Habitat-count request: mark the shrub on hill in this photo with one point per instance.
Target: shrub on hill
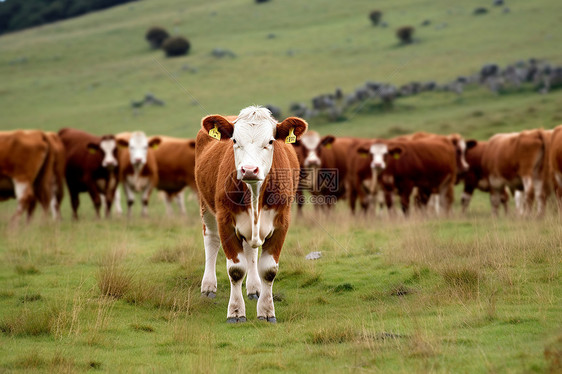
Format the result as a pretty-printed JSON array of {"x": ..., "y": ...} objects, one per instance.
[
  {"x": 405, "y": 34},
  {"x": 156, "y": 36},
  {"x": 375, "y": 17},
  {"x": 176, "y": 46}
]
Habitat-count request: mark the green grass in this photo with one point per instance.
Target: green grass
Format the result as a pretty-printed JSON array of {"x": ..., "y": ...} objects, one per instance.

**TASK**
Copy the records above word for word, from the line containing "Habitat-count request: mark the green" through the end of the records, including both of those lines.

**THE ANSWER**
Habitat-count request: mark the green grass in this photo with one point per instance.
Target: green grass
Format the result as a pretty-printed JSON array of {"x": ..., "y": ...} objects, one per instance.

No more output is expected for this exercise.